Tasks to carry out:
1. Translate this sentence from the passage about the Pasco school union's contract talks into Spanish: "He also told board members the union is eager to hold conversations regarding the distribution of funds raised through a referendum approved by voters to improve employee salaries."
2. Continue the passage about the Pasco school union's contract talks with the next few sentences, starting after its final sentence.

Text block:
**********

On another topic, Don Peace, president of United School Employees of Pasco, informed the board that negotiations between the school district and union are approaching a conclusion and he hopes the proposed contract can be ratified soon.
He also told board members the union is eager to hold conversations regarding the distribution of funds raised through a referendum approved by voters to improve employee salaries.
“We are hopeful that the plan that we agree to will entice highly qualified individuals to come to work in Pasco County and can help fill the 230 or so jobs still vacant in this district.
“If we can agree on a plan that respects experience, loyalty and longevity, I do believe it will go a long way toward filling the vacancies that we still have,” Peace said.
“We must also be cognizant to respect employees’ time,” the union leader added. “There is far too much being implemented by either the state or the district which cuts into student instructional time.

**********

Dataset:
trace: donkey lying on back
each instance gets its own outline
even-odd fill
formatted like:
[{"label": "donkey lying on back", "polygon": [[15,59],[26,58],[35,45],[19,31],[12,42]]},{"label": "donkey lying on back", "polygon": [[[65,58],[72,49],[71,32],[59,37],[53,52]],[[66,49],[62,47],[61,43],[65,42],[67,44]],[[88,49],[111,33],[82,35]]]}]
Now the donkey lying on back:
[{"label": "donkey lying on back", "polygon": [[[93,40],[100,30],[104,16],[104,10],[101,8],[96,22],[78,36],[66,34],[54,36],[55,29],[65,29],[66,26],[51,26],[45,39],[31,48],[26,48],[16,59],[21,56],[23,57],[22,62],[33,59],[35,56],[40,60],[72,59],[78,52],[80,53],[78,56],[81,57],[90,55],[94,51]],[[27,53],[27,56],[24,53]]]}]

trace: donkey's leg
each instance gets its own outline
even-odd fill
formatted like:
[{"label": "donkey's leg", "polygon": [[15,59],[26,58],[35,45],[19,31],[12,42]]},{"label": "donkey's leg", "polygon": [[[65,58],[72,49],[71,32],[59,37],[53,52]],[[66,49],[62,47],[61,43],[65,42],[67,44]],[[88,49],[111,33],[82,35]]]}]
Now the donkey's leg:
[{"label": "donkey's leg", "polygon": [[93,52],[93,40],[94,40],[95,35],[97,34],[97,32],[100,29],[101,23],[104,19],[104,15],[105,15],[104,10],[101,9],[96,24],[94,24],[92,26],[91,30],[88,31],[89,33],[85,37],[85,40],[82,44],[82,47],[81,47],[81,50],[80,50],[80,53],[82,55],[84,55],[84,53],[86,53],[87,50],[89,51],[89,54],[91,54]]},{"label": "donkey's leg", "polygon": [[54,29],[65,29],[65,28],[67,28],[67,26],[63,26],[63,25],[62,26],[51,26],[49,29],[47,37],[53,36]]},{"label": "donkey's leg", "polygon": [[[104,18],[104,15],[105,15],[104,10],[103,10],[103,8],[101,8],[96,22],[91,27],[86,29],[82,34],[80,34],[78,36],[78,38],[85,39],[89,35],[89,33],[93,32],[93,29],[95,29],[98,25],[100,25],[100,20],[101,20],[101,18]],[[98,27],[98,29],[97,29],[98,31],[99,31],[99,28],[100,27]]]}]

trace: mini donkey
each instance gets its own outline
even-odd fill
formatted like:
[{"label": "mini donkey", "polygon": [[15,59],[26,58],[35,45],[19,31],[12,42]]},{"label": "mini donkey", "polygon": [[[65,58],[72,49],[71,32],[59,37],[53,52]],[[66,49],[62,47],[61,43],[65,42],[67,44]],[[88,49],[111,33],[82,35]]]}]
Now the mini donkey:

**********

Responses to the tasks:
1. También les dijo a los miembros de la junta que el sindicato está deseoso de entablar conversaciones sobre la distribución de los fondos recaudados mediante un referéndum aprobado por los votantes para mejorar los salarios de los empleados.

2.
“The primary reason that every true educator gets into the profession — yes, I said, profession — is to educate tomorrow’s leaders, today. Teachers are the foundation of all future job opportunities.
“We grow our students by delivering high quality instruction. We must get to a place, locally here in Pasco, and in our state, where we are attentive to the needs of those professionals when they speak out.
“Communication, as we heard from the Gallup Poll, can be and must be improved, at both the state and the local levels,” Peace said.